VORLIEGENDER AUSZUG =
* * *

In Schweden seien Kindergärten und
Grundschulen nicht geschlossen worden. Wenn die These zutreffen würde,
dass Kinder das Virus ebenso übertragen wie Erwachsene, müsste es doch
längst einen messbaren Effekt außerhalb der Alten- und Pflegeheime
geben, sagt Gaidzik. „Aber den gibt es nicht. Warum also die Belastungen
gerade für sozial schwächere Familien auf beengtem Wohnraum und
potentielle Entwicklungsschäden bei den Kindern weiter in Kauf nehmen?“
Die verzweifelte Suche nach einem
Impfstoff hält er für fehlgeleitet. „Würde der wirklich etwas nützen?

* * *

DATENABSCHNITT =
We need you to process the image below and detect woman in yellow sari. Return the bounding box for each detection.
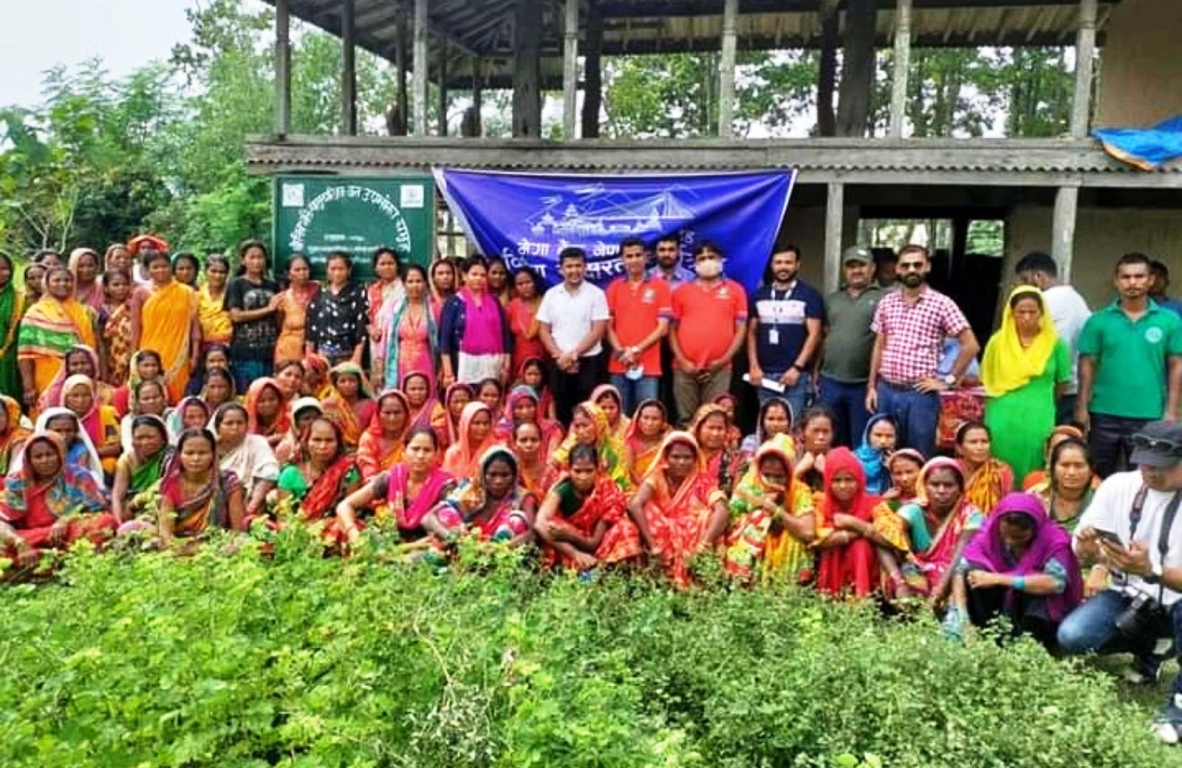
[131,252,201,403]
[17,267,99,409]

* * *

AUFGABEN ZUR ÜBUNG =
• a. Gib den Wortlaut des Auszugs zwischen „In Schweden seien“ und „wirklich etwas nützen?“ wieder, beide Stellen eingeschlossen.
• b. Welche Einrichtungen nennt der Auszug? Führe alle so auf, wie sie dort bezeichnet werden.

LÖSUNGEN IM ÜBERBLICK =
• a.
In Schweden seien Kindergärten und
Grundschulen nicht geschlossen worden. Wenn die These zutreffen würde,
dass Kinder das Virus ebenso übertragen wie Erwachsene, müsste es doch
längst einen messbaren Effekt außerhalb der Alten- und Pflegeheime
geben, sagt Gaidzik. „Aber den gibt es nicht. Warum also die Belastungen
gerade für sozial schwächere Familien auf beengtem Wohnraum und
potentielle Entwicklungsschäden bei den Kindern weiter in Kauf nehmen?“
Die verzweifelte Suche nach einem
Impfstoff hält er für fehlgeleitet. „Würde der wirklich etwas nützen?

• b. Kindergärten, Grundschulen, Alten- und Pflegeheime